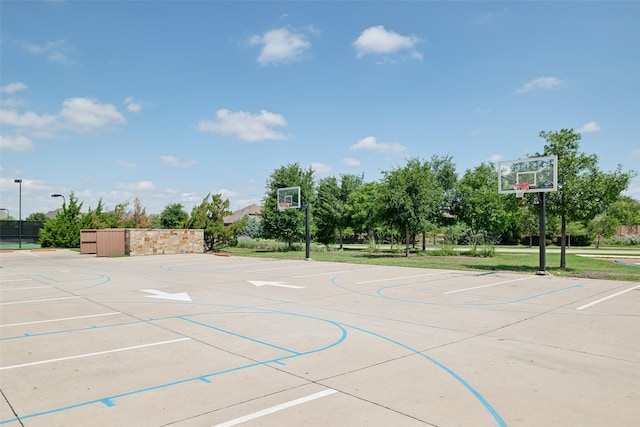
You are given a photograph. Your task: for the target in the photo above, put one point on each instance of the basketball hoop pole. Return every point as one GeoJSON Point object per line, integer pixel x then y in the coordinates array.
{"type": "Point", "coordinates": [307, 232]}
{"type": "Point", "coordinates": [542, 240]}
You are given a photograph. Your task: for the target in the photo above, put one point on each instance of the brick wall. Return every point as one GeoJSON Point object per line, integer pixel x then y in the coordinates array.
{"type": "Point", "coordinates": [159, 242]}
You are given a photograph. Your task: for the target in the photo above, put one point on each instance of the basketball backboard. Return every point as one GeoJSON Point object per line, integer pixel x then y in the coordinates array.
{"type": "Point", "coordinates": [288, 197]}
{"type": "Point", "coordinates": [529, 175]}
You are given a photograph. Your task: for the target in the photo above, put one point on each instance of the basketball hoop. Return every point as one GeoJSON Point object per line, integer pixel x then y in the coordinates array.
{"type": "Point", "coordinates": [283, 205]}
{"type": "Point", "coordinates": [520, 188]}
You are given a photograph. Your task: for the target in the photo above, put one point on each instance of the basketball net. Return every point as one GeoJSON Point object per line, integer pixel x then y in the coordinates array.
{"type": "Point", "coordinates": [520, 188]}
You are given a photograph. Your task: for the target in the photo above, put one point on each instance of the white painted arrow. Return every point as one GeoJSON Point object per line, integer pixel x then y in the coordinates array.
{"type": "Point", "coordinates": [279, 284]}
{"type": "Point", "coordinates": [181, 296]}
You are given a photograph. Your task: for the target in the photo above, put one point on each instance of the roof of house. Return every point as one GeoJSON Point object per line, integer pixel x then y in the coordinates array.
{"type": "Point", "coordinates": [251, 210]}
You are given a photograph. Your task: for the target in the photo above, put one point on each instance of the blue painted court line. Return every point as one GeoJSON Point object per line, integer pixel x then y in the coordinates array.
{"type": "Point", "coordinates": [494, 414]}
{"type": "Point", "coordinates": [109, 401]}
{"type": "Point", "coordinates": [239, 336]}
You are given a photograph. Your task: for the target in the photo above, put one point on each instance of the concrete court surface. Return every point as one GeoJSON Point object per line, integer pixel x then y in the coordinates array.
{"type": "Point", "coordinates": [203, 340]}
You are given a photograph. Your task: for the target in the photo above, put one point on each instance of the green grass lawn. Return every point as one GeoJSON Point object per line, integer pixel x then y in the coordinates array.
{"type": "Point", "coordinates": [502, 261]}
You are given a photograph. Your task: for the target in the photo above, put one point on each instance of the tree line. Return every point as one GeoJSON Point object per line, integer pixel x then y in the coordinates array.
{"type": "Point", "coordinates": [420, 198]}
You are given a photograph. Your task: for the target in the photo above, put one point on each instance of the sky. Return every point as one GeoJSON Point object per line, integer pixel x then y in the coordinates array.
{"type": "Point", "coordinates": [167, 101]}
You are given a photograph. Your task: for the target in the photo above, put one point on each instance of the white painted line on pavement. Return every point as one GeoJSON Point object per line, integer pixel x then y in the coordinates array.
{"type": "Point", "coordinates": [22, 289]}
{"type": "Point", "coordinates": [36, 300]}
{"type": "Point", "coordinates": [606, 298]}
{"type": "Point", "coordinates": [276, 268]}
{"type": "Point", "coordinates": [79, 356]}
{"type": "Point", "coordinates": [486, 286]}
{"type": "Point", "coordinates": [60, 320]}
{"type": "Point", "coordinates": [277, 408]}
{"type": "Point", "coordinates": [402, 278]}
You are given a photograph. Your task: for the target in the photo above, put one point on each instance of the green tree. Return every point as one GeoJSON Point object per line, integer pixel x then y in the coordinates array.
{"type": "Point", "coordinates": [290, 223]}
{"type": "Point", "coordinates": [173, 216]}
{"type": "Point", "coordinates": [99, 218]}
{"type": "Point", "coordinates": [446, 176]}
{"type": "Point", "coordinates": [330, 211]}
{"type": "Point", "coordinates": [583, 190]}
{"type": "Point", "coordinates": [37, 216]}
{"type": "Point", "coordinates": [139, 216]}
{"type": "Point", "coordinates": [364, 210]}
{"type": "Point", "coordinates": [63, 231]}
{"type": "Point", "coordinates": [411, 198]}
{"type": "Point", "coordinates": [603, 226]}
{"type": "Point", "coordinates": [209, 216]}
{"type": "Point", "coordinates": [252, 227]}
{"type": "Point", "coordinates": [626, 211]}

*Brief*
Render all of the rows above as a Markdown table with the columns No and Line, putting each line's number under No and its text under Line. Omit blank lines and leave the pictures out.

*Solution*
| No | Line |
|---|---|
| 1 | You are given a photograph. Your task: for the target in the photo above, put one point on each instance of the basketball hoop pole. Return every point as one GeoJSON Point object per line, integer pixel x then y in the coordinates array. |
| 2 | {"type": "Point", "coordinates": [307, 232]} |
| 3 | {"type": "Point", "coordinates": [542, 240]} |
| 4 | You are given a photograph. Your task: for the target in the photo above, put one point on each instance of the brick wall. Return every point as one GeoJSON Point object per line, integer pixel x then y in the coordinates array. |
| 5 | {"type": "Point", "coordinates": [159, 242]} |
| 6 | You are given a photograph. Your task: for the target in the photo above, put one point on each instance of the basketball backboard. Return every point as one GeoJSON Point object per line, integer pixel x then y in the coordinates array. |
| 7 | {"type": "Point", "coordinates": [288, 197]} |
| 8 | {"type": "Point", "coordinates": [529, 175]} |
| 9 | You are given a photograph. Your task: for the target in the photo above, put one point on each instance of the basketball hoop. Return every point as one GeoJSON Point object per line, integer pixel x then y in the coordinates array. |
| 10 | {"type": "Point", "coordinates": [283, 205]} |
| 11 | {"type": "Point", "coordinates": [520, 188]} |
| 12 | You are given a photograph. Your task: for the target in the photo above, put one point on each instance of the basketball net. Return every point as one GeoJSON Point object per line, integer pixel x then y in the coordinates array. |
| 13 | {"type": "Point", "coordinates": [520, 188]} |
| 14 | You are given a photograph. Your task: for the target in the photo above, put one point on each instance of the white painted arrow. Return every point as one GeoJSON Point object per line, integer pixel x then y in the coordinates array. |
| 15 | {"type": "Point", "coordinates": [279, 284]} |
| 16 | {"type": "Point", "coordinates": [181, 296]} |
| 17 | You are given a photograph. Your task: for the target in the photo above, put one point on each instance of the roof of house. Return every point as one GeoJSON Point object per line, integer pixel x then y in the coordinates array. |
| 18 | {"type": "Point", "coordinates": [251, 210]} |
| 19 | You are given a photograph. Your task: for the target in the photo above, put one point on each instance of the blue painted court line. Return every point as one GeoJSON Point object per line, integer pixel x then y in the coordinates array. |
| 20 | {"type": "Point", "coordinates": [494, 414]} |
| 21 | {"type": "Point", "coordinates": [109, 401]} |
| 22 | {"type": "Point", "coordinates": [239, 336]} |
| 23 | You are given a photograph. Your task: for the target in the photo above, put one point on each instance of the concrete court surface. Return every point as one GeoJSON Point object per line, integer pixel x then y in the coordinates array. |
| 24 | {"type": "Point", "coordinates": [203, 340]} |
| 25 | You are given a photograph. Your task: for the target in the photo above, put one point on each instance of the green grass lawn. Return every point as one GeoJSON Point object per line, integer pixel x then y in the coordinates array. |
| 26 | {"type": "Point", "coordinates": [502, 261]} |
| 27 | You are given a photograph. Your task: for the target in the photo above, put one point on each instance of the tree line. Return every point as one GeoJSON Point object per line, integer pixel x then y in the coordinates array. |
| 28 | {"type": "Point", "coordinates": [420, 198]} |
| 29 | You are given a photograph. Your task: for the target in the photo above, put one point on each instance of the sky. Return every point as one GeoJSON Point object per line, integer pixel x then y in the coordinates array. |
| 30 | {"type": "Point", "coordinates": [167, 101]} |
| 31 | You are given a photograph. Your task: for the target in the photo above, put one point on each instance of the white painted line on pavement. Return every point as one GeoJSON Point object per line, integer pixel x then y in the coordinates array. |
| 32 | {"type": "Point", "coordinates": [22, 289]} |
| 33 | {"type": "Point", "coordinates": [36, 300]} |
| 34 | {"type": "Point", "coordinates": [606, 298]} |
| 35 | {"type": "Point", "coordinates": [276, 268]} |
| 36 | {"type": "Point", "coordinates": [79, 356]} |
| 37 | {"type": "Point", "coordinates": [486, 286]} |
| 38 | {"type": "Point", "coordinates": [60, 320]} |
| 39 | {"type": "Point", "coordinates": [277, 408]} |
| 40 | {"type": "Point", "coordinates": [402, 278]} |
| 41 | You are given a photograph. Your task: for the target in the photo above, put one point on each instance of the green tree. Return every point as one GeoJSON Point object per line, integer pixel x then y in the coordinates array. |
| 42 | {"type": "Point", "coordinates": [290, 223]} |
| 43 | {"type": "Point", "coordinates": [173, 216]} |
| 44 | {"type": "Point", "coordinates": [99, 218]} |
| 45 | {"type": "Point", "coordinates": [446, 176]} |
| 46 | {"type": "Point", "coordinates": [330, 211]} |
| 47 | {"type": "Point", "coordinates": [583, 190]} |
| 48 | {"type": "Point", "coordinates": [37, 216]} |
| 49 | {"type": "Point", "coordinates": [139, 216]} |
| 50 | {"type": "Point", "coordinates": [364, 210]} |
| 51 | {"type": "Point", "coordinates": [63, 231]} |
| 52 | {"type": "Point", "coordinates": [411, 198]} |
| 53 | {"type": "Point", "coordinates": [603, 226]} |
| 54 | {"type": "Point", "coordinates": [209, 216]} |
| 55 | {"type": "Point", "coordinates": [252, 227]} |
| 56 | {"type": "Point", "coordinates": [626, 211]} |